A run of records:
——

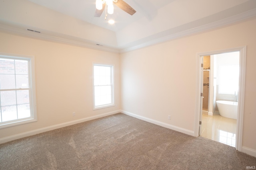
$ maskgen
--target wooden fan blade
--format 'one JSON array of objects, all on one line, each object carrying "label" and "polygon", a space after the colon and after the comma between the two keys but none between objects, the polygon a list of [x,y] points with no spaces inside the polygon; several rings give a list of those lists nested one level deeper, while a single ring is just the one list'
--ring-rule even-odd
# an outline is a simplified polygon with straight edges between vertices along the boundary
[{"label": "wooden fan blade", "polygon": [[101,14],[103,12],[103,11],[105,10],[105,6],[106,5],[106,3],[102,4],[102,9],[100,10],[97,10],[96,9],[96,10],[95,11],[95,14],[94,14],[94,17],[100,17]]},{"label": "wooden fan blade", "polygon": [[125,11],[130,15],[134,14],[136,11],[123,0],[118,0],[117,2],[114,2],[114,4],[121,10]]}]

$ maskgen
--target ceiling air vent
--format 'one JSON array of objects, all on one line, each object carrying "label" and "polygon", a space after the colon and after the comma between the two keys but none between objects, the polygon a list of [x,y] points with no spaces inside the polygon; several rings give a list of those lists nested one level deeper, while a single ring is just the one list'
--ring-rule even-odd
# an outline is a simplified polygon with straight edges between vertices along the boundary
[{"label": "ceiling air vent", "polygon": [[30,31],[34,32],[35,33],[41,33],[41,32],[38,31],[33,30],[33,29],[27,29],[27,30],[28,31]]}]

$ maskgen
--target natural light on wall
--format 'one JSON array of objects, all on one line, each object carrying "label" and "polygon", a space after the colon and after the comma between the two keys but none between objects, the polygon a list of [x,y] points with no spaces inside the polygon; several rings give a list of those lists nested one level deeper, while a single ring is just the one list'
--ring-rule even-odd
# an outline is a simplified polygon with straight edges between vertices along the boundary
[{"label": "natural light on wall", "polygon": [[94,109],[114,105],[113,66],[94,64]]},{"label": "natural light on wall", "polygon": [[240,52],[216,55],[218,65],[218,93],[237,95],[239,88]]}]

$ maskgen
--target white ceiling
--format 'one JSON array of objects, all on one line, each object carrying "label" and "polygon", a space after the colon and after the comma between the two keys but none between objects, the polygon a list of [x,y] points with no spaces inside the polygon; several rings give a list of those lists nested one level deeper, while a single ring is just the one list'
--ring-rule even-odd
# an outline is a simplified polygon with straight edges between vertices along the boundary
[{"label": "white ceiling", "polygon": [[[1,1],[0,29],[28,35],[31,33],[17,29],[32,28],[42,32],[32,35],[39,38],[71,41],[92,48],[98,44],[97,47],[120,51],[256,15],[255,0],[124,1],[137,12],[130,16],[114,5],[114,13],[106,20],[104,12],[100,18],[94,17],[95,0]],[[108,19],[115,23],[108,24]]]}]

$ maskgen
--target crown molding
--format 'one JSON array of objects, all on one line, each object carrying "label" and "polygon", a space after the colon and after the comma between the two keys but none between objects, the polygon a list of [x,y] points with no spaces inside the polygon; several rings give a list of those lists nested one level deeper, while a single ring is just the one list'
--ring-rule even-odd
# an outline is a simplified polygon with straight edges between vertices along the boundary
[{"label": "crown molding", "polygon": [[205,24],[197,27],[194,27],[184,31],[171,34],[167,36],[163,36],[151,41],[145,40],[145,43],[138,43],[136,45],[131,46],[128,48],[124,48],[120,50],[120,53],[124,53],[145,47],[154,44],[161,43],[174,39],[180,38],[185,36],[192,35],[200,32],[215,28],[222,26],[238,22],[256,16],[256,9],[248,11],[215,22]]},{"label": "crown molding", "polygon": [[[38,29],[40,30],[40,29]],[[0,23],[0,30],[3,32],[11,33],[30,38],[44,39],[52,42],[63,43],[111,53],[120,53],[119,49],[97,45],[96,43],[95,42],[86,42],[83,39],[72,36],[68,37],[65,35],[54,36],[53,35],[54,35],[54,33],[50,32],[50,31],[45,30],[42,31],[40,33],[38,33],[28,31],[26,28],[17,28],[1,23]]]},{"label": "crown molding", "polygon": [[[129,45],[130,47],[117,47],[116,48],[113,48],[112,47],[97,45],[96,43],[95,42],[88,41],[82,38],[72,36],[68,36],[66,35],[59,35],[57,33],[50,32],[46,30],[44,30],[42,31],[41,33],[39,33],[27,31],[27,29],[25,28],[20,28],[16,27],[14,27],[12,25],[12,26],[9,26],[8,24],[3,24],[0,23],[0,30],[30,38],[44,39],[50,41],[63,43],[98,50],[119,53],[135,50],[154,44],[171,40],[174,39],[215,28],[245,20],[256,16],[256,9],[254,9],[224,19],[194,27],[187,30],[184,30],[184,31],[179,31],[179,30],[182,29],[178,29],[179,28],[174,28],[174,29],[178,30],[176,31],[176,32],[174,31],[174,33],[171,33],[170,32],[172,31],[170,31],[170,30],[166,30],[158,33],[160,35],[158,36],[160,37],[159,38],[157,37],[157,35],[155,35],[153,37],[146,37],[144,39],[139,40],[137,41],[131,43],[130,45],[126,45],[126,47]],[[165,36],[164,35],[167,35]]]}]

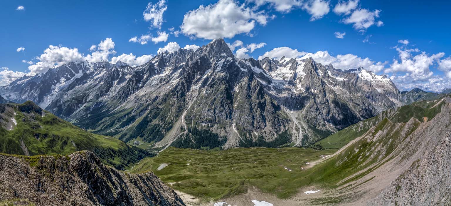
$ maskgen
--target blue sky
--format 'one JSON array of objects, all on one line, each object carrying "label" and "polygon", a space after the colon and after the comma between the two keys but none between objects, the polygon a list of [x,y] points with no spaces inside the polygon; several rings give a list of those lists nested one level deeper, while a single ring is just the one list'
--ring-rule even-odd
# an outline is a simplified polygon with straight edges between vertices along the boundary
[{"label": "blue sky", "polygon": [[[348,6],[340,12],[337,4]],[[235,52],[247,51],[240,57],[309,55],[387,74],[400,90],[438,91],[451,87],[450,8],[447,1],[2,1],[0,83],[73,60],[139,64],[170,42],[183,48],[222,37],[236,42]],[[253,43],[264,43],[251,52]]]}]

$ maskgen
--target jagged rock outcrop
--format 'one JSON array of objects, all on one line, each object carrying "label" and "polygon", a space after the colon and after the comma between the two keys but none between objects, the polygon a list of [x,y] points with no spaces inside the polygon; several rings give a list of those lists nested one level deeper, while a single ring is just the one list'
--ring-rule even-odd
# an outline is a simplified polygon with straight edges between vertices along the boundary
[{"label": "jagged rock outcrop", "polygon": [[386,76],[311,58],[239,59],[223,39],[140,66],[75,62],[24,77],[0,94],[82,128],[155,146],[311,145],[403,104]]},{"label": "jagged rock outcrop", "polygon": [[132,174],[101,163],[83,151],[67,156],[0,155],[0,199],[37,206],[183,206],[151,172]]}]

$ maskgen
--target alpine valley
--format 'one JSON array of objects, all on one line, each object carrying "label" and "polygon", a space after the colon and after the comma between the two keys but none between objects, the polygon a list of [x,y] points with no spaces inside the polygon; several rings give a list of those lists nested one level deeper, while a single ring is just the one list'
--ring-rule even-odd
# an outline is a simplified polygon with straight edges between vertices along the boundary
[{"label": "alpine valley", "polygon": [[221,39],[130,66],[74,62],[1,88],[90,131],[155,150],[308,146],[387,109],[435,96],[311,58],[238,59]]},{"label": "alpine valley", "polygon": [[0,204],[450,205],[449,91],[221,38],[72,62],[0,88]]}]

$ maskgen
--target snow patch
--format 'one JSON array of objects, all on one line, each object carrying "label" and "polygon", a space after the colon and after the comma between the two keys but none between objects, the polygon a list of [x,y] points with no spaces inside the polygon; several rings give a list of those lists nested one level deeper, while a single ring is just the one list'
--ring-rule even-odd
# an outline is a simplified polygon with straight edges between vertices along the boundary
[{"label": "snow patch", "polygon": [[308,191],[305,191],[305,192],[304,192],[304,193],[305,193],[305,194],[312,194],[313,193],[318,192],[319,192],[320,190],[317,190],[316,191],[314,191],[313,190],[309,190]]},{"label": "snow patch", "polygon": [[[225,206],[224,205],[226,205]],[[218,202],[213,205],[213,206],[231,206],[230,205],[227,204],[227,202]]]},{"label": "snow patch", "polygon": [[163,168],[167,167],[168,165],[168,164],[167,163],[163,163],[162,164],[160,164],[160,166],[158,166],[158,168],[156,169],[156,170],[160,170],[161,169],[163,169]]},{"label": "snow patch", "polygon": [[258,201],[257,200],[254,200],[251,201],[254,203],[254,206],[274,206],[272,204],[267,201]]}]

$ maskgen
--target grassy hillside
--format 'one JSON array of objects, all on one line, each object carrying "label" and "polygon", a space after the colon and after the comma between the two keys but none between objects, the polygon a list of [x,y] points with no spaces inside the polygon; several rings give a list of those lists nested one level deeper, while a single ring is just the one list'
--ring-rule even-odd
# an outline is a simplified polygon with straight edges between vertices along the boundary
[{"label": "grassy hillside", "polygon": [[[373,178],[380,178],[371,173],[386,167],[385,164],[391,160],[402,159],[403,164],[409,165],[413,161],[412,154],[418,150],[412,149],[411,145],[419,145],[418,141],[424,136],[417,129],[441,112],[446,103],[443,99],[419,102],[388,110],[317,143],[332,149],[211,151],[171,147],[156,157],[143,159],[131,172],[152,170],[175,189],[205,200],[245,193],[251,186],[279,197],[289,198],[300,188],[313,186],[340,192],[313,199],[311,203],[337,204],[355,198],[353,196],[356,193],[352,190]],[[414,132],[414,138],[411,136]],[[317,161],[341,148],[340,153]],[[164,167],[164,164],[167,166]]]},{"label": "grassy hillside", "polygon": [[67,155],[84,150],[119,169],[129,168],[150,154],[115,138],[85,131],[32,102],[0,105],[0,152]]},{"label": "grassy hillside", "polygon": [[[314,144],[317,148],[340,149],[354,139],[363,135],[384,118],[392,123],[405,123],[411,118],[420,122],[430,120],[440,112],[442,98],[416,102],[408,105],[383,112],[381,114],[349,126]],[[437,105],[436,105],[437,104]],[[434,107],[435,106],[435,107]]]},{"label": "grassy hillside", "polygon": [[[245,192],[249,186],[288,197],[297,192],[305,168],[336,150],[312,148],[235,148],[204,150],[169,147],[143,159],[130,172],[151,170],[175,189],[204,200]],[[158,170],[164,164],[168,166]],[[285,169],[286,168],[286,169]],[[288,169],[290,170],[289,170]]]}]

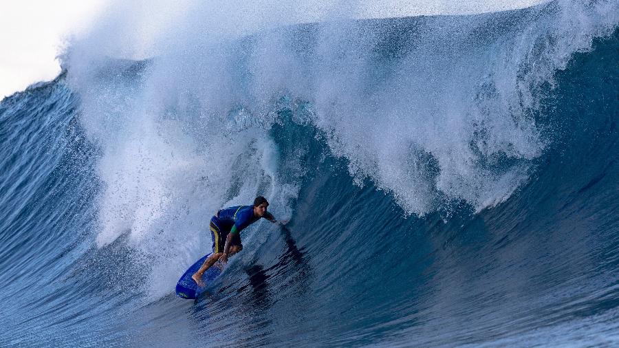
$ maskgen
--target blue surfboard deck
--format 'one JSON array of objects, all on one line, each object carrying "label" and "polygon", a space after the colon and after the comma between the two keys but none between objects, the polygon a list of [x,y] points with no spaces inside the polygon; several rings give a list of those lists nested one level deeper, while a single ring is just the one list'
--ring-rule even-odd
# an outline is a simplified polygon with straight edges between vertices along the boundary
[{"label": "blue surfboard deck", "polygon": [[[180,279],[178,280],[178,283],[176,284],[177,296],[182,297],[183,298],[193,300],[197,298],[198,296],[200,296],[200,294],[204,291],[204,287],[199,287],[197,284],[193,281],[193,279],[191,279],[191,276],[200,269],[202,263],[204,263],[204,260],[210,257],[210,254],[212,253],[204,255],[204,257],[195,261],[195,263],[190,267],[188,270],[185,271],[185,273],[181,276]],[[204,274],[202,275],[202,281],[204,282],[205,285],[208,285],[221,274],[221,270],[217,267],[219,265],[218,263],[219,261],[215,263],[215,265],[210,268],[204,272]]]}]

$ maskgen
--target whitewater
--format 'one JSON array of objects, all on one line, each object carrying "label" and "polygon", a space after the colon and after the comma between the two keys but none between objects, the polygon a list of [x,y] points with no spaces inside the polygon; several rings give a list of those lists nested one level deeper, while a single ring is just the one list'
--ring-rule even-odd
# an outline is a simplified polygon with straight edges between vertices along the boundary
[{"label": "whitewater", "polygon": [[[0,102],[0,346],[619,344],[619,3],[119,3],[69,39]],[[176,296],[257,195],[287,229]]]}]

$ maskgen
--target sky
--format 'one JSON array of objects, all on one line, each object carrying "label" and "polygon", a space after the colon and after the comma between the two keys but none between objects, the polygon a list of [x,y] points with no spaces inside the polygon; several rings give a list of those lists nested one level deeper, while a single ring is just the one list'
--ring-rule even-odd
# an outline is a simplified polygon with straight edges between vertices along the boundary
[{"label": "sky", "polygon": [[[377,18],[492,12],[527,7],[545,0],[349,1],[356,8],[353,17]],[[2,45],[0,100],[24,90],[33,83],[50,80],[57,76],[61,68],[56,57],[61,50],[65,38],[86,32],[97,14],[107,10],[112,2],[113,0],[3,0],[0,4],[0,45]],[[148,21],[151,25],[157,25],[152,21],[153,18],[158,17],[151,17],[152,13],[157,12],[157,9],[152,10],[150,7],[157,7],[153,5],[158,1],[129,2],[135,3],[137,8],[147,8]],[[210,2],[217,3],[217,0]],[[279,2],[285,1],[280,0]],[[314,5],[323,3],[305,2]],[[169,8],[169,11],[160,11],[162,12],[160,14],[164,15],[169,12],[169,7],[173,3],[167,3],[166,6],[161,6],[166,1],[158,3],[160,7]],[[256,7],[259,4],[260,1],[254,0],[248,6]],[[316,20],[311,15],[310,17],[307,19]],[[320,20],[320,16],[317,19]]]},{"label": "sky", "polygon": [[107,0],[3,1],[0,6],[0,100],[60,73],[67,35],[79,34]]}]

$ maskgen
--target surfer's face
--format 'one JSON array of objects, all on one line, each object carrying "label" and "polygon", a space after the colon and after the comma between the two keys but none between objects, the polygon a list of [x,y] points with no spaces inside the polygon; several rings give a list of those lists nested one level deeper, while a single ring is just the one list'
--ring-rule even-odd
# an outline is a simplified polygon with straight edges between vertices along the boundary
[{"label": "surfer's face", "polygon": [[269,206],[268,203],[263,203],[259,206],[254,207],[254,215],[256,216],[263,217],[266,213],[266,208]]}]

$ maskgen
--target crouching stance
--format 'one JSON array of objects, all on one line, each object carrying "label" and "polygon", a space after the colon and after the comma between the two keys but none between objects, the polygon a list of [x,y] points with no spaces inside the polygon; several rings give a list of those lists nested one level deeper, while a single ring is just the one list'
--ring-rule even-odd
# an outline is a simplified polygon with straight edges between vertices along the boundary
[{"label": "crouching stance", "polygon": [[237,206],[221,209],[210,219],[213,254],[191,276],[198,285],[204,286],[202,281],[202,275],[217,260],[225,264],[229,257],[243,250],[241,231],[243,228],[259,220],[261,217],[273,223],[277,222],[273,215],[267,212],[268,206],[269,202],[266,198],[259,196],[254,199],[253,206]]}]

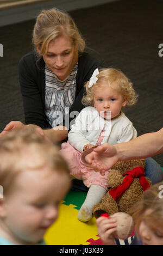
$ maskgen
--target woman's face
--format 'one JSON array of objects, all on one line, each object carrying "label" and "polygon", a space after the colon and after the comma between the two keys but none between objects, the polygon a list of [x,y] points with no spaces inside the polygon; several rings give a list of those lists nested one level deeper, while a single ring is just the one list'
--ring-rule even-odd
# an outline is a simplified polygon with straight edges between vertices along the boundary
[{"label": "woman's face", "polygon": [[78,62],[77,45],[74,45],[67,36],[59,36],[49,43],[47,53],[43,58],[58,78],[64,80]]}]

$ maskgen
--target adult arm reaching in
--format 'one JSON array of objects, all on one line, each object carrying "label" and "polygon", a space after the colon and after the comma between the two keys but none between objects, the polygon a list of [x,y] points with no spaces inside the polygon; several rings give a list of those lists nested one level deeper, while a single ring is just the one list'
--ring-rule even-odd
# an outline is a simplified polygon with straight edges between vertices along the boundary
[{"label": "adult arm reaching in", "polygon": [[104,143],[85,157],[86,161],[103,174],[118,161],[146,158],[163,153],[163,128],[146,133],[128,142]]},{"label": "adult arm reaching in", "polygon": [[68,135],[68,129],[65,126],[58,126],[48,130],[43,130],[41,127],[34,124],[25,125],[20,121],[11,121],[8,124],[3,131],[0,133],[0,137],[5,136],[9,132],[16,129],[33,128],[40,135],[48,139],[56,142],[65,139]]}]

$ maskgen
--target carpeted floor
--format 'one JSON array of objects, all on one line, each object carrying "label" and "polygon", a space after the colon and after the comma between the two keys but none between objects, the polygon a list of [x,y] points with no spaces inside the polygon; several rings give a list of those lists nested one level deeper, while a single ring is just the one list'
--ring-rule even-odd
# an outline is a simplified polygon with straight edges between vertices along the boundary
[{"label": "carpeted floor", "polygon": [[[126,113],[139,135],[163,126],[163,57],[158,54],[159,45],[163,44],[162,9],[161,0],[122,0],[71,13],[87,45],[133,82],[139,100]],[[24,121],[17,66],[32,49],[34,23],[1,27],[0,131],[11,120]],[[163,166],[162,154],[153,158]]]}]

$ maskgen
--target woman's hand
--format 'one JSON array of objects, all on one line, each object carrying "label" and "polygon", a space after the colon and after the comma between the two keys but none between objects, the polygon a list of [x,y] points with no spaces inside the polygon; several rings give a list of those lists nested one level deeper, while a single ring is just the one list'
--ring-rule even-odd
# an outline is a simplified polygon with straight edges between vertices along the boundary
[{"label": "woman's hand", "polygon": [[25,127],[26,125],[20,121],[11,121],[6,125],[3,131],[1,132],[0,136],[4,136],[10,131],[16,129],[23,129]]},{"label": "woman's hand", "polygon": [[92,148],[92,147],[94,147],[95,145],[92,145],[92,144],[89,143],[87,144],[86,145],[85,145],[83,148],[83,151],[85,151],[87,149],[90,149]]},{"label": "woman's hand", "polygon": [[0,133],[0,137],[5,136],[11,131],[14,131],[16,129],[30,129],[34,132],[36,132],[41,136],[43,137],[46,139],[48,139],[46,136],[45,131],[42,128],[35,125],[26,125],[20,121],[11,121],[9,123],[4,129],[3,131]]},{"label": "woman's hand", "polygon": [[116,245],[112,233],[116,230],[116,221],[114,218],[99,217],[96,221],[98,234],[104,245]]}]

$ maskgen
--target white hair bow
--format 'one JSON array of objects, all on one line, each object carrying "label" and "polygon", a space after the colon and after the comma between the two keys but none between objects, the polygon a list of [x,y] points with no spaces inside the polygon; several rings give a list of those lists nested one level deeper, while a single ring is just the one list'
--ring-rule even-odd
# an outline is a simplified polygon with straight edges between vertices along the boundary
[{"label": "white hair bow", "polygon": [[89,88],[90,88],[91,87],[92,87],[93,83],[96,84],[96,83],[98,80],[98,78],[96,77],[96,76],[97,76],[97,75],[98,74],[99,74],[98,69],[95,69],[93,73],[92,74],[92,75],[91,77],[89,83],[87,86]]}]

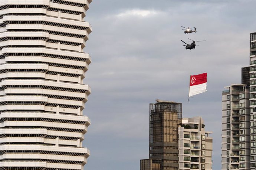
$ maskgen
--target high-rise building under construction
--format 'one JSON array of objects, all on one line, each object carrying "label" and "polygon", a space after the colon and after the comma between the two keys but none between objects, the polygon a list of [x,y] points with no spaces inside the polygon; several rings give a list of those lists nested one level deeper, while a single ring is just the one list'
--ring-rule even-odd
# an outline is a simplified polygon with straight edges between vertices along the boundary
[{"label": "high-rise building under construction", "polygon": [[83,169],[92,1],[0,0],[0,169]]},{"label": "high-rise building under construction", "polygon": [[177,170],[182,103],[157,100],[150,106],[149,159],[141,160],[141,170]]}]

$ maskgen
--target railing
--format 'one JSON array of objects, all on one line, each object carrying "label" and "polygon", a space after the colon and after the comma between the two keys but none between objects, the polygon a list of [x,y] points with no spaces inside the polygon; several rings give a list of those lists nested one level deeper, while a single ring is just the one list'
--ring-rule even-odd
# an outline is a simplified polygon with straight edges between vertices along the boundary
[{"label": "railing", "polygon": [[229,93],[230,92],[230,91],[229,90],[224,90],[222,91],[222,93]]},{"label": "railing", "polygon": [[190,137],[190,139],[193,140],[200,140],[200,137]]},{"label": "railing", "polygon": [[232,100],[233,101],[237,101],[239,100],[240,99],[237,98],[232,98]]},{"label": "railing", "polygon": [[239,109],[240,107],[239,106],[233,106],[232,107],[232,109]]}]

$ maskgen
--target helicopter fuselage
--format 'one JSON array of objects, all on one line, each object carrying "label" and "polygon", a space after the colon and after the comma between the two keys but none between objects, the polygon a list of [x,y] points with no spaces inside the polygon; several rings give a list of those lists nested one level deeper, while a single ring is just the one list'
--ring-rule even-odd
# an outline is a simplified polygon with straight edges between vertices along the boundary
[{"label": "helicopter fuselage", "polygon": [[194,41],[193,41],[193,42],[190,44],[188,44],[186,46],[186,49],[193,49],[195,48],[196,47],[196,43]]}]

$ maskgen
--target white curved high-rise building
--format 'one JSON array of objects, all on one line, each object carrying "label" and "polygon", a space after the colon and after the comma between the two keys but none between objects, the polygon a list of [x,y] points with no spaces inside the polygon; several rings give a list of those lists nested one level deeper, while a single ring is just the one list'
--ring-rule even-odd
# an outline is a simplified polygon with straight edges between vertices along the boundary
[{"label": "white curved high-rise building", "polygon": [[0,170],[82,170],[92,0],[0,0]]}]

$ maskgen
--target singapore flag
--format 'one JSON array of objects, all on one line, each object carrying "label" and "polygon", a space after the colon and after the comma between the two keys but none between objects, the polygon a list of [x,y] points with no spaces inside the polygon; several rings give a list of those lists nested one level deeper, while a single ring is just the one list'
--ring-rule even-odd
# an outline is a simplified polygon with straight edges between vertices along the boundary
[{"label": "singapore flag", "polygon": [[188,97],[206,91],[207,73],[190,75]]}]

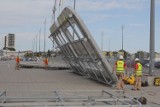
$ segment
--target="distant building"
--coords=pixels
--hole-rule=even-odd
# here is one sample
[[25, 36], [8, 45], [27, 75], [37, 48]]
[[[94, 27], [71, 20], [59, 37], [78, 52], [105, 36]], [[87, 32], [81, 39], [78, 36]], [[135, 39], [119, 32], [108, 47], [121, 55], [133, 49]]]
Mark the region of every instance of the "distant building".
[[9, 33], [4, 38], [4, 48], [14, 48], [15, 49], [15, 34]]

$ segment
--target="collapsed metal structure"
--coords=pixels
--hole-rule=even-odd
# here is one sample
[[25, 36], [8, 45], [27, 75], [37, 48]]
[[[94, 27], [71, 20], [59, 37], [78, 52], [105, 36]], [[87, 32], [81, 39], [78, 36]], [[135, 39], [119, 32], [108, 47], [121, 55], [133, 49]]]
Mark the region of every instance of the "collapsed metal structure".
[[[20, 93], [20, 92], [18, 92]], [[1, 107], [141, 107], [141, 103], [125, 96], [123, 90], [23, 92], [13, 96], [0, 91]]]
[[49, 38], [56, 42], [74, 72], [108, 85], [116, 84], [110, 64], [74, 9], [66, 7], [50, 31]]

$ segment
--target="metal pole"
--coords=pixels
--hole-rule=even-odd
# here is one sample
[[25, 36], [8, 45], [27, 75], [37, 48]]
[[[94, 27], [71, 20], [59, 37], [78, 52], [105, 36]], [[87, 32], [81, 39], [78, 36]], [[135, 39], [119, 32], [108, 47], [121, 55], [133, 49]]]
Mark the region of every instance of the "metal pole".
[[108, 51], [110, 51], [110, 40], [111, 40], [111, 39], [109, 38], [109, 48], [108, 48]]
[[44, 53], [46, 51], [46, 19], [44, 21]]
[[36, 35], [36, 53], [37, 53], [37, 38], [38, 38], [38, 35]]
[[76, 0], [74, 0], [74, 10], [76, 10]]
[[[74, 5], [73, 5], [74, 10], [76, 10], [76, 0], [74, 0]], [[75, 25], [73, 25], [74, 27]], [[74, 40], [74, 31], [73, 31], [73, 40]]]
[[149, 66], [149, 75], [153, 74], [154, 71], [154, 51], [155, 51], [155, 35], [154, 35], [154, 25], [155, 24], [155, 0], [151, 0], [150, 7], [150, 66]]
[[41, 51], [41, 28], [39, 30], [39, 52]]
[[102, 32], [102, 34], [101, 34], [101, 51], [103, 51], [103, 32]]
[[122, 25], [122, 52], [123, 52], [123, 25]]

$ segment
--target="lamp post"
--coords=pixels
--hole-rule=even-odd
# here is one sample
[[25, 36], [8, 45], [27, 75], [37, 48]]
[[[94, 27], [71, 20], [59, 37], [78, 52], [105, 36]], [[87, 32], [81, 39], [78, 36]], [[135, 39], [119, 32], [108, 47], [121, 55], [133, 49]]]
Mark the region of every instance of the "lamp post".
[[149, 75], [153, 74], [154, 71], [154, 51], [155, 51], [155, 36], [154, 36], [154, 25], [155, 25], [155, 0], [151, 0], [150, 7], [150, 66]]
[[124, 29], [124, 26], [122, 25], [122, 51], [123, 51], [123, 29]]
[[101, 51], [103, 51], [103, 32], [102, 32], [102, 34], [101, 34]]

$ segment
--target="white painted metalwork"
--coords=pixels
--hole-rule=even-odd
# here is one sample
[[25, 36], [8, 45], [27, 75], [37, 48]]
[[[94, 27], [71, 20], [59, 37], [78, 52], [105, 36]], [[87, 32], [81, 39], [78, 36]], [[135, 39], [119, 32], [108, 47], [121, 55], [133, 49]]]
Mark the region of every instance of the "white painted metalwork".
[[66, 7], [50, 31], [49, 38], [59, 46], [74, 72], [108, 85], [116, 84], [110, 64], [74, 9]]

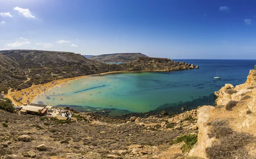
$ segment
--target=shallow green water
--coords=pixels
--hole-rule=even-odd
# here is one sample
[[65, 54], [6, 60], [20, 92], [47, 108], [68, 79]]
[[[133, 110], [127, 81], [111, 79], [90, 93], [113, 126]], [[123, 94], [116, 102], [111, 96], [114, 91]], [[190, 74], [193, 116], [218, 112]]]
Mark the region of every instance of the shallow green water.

——

§ **TASK BRIEF**: Pick out and copy each line above that contains the word "instance". Case matters.

§ **FINAL RESULT**:
Mark the region of every instance of the "distant building".
Mark the region of every instance of the "collapsed metal structure".
Mark the region of every instance of the "metal pole".
Mark the region of every instance of the "lamp post".
Mark the region of every instance of the "white painted metalwork".
Mark the region of every instance of the shallow green water.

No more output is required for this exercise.